* _Source extract_:
● ● ● ● ●

On January 18, the Ministry of Health and Family Welfare sent an urgent letter to all states except Bihar, Madhya Pradesh and Kerala saying that it had decided to postpone the polio National Immunisation Day scheduled for February 3 due to “unavoidable circumstances”. The ministry said that it will tell the states when a new date is fixed.
On January 24, the ministry issued a press release denying media reports of a shortages of polio vaccines in the country. The Print had reported earlier in the day that National Immunisation Day had been postponed because of vaccine shortages.
The ministry said that it had already secured the required quantity of bivalent oral polio vaccine or bOPV but it the vaccine was being out through more stringent tests and can only be sent to states for use after each batch has been cleared by a national testing laboratory. The ministry also said that there is not shortage of the inactivated polio vaccine or IPV that has only recently been introduced in India and also dismissed the claim of a shortage of funds to procure that vaccine, despite a steep hike in its price.
However, it is true that the global supply of IPV has been constrained. Gavi, a global vaccine alliance that supports immunisation in low-income countries including India, has acknowledged that the pace and scale at which countries have started using IPV, along with difficulties in scaling up production capacity means that the situation will be fragile until 2020.
Why is a possible polio vaccine shortage such a big threat in India?
India’s largely successful strategy to eradicate polio has been to conduct mass immunisations. National Immunisation Days are held twice a year on which about 172 million children are vaccinated. These mass vaccinations confer herd immunity on the population. This is necessary in India where in many communities, parents do not take their children regularly to the doctor for routine immunisations.
Many states that are at higher risk of polio outbreaks like Uttar Pradesh and Bihar also have sub-National Immunisation Days, supplementing the pan-India immunisation programme.
India’s last wild polio virus infection occurred in 2011. A year later, the WHO removed India from the list of countries with active endemic wild polio transmission and in 2014 declared India polio free. However, this does not mean that there have been no polio cases in the country since then. India still records a number of vaccine-associated polio cases, which cause the same physical symptoms as wild polio. It is to eradicate such vaccine-associated polio paralysis that India is switching from using the OPV to IPV.
The vaccination mechanism
There are three strains of the polio virus – type 1, type 2 and type 3 – all of which were originally wild, naturally occurring viruses that cause infections and paralysis, mostly in children. OPV, which has been widely used around the world to bring polio under control, contains a live but weakened strain of polio virus to trigger an immune response and is administered orally. IPV contains a killed or inactivated polio virus and is administered through injection.

● ● ● ● ●

* _Source material_:
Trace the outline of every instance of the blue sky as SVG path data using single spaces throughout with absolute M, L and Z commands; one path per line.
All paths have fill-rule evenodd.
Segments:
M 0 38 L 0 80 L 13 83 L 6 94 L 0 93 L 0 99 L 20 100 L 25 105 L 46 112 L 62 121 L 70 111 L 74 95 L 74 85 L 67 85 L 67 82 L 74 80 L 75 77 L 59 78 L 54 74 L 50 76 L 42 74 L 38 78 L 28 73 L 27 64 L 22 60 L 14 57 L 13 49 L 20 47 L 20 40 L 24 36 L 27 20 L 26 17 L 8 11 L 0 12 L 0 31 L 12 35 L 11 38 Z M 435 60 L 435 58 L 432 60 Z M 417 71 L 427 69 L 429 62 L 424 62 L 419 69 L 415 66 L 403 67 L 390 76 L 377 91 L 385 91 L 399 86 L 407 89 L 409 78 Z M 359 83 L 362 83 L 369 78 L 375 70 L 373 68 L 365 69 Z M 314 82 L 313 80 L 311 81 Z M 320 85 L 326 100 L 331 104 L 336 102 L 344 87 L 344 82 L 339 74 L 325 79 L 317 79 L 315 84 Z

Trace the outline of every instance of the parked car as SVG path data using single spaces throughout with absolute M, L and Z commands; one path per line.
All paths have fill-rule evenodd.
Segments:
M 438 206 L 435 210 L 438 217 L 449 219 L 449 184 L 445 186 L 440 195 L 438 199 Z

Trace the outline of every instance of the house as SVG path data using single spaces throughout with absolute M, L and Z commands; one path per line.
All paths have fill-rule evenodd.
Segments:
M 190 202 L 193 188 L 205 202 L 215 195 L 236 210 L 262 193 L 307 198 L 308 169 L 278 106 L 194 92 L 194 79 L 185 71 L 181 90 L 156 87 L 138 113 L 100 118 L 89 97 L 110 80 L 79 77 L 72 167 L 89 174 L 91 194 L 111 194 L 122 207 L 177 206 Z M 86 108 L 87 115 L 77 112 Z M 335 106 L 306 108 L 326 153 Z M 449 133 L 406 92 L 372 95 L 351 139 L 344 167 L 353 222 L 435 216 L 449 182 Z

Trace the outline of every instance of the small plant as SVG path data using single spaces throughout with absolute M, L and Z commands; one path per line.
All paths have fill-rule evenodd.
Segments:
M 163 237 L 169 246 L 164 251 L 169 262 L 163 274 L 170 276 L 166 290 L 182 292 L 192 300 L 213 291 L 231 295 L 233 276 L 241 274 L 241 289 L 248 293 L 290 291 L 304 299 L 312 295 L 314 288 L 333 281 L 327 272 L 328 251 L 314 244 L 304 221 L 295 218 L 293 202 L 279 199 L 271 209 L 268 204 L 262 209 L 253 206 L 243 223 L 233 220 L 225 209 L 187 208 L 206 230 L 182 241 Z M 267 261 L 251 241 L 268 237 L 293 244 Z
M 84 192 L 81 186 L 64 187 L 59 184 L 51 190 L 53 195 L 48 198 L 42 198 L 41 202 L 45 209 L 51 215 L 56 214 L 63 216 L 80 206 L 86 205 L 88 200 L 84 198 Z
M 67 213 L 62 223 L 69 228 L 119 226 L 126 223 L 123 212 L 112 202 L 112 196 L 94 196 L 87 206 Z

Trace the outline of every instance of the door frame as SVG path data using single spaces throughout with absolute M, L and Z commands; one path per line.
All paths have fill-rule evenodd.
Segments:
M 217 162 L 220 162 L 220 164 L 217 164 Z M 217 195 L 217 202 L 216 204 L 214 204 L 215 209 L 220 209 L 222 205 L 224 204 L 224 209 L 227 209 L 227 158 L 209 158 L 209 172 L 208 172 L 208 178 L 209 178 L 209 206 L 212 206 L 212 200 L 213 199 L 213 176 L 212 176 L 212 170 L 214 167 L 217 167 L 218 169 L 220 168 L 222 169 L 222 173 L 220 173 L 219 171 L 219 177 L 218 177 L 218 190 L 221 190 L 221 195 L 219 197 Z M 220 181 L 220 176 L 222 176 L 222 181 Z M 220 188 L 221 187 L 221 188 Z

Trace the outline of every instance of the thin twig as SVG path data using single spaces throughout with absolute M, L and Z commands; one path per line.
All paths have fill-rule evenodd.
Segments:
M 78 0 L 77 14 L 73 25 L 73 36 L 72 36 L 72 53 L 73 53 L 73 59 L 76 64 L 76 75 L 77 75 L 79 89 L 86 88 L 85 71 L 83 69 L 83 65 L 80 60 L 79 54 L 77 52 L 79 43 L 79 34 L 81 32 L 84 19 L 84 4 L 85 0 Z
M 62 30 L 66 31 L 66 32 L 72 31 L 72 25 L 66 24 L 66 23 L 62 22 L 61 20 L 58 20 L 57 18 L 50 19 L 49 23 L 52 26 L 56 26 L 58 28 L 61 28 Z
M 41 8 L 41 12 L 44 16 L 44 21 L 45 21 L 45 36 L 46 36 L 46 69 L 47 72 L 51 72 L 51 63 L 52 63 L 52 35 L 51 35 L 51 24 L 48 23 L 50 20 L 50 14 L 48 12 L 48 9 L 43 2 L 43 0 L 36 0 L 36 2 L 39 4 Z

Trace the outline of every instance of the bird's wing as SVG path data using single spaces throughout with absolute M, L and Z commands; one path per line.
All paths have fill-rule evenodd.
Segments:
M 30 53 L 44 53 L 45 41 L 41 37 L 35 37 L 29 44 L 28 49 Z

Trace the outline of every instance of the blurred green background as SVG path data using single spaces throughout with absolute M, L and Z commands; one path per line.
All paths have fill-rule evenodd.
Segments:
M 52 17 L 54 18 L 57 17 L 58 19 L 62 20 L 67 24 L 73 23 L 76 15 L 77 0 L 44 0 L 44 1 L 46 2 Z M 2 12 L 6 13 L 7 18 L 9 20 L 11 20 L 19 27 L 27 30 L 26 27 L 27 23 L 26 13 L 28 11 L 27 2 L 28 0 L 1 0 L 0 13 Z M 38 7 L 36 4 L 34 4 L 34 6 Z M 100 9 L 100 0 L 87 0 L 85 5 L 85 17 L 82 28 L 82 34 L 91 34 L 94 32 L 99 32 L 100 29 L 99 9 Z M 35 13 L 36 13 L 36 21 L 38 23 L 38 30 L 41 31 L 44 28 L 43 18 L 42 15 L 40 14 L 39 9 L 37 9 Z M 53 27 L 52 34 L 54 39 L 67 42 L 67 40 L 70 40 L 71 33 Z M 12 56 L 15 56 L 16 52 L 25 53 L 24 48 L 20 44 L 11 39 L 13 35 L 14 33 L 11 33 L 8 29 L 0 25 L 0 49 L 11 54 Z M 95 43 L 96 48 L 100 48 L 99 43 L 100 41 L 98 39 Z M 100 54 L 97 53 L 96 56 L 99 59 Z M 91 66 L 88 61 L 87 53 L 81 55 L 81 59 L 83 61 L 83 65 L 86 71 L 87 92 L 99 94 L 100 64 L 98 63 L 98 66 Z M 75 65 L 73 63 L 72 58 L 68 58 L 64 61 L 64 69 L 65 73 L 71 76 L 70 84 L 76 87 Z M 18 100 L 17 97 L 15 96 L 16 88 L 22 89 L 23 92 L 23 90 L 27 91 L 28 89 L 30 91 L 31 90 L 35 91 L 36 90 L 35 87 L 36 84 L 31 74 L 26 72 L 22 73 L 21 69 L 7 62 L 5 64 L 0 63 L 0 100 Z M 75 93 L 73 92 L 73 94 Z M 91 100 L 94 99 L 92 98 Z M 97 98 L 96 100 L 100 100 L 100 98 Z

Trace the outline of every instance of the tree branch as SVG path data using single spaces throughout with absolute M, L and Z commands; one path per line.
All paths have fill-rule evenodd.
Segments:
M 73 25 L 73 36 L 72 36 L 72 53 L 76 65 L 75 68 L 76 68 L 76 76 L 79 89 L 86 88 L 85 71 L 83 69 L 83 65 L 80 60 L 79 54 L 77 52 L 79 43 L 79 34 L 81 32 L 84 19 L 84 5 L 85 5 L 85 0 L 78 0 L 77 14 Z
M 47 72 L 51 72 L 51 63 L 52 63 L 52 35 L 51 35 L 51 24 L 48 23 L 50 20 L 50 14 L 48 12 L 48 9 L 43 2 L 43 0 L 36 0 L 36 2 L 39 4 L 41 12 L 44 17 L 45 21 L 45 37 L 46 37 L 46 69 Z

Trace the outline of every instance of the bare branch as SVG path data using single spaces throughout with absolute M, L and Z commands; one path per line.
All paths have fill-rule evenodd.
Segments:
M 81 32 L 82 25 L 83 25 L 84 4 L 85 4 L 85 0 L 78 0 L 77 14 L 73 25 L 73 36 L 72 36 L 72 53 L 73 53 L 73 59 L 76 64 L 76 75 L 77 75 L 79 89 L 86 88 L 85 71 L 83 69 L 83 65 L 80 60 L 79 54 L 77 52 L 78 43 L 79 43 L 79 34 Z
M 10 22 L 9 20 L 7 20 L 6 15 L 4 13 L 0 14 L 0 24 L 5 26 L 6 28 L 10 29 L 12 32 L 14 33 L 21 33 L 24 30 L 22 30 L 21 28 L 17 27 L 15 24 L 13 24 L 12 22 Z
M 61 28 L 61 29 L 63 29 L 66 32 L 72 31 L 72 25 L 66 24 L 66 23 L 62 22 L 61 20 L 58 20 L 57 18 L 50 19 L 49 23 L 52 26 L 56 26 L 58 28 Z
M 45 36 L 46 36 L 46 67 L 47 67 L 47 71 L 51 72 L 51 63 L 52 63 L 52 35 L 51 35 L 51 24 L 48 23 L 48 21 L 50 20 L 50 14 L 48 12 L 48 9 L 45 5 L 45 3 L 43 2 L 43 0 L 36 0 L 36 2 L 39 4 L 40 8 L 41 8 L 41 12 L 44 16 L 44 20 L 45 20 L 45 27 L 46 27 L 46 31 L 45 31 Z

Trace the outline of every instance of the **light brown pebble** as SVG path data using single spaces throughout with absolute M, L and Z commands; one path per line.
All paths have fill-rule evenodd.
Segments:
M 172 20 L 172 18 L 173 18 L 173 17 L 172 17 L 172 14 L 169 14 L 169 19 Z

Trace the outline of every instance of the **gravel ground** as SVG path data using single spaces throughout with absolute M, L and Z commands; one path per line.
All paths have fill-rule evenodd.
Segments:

● ● ● ● ●

* _Task description_: Rewrite the part of the polio vaccine text that opens with the words containing "India’s largely successful" and closes with "pan-India immunisation programme.", changing "twice a year" to "two times a year".

* _Result below_:
India’s largely successful strategy to eradicate polio has been to conduct mass immunisations. National Immunisation Days are held two times a year on which about 172 million children are vaccinated. These mass vaccinations confer herd immunity on the population. This is necessary in India where in many communities, parents do not take their children regularly to the doctor for routine immunisations.
Many states that are at higher risk of polio outbreaks like Uttar Pradesh and Bihar also have sub-National Immunisation Days, supplementing the pan-India immunisation programme.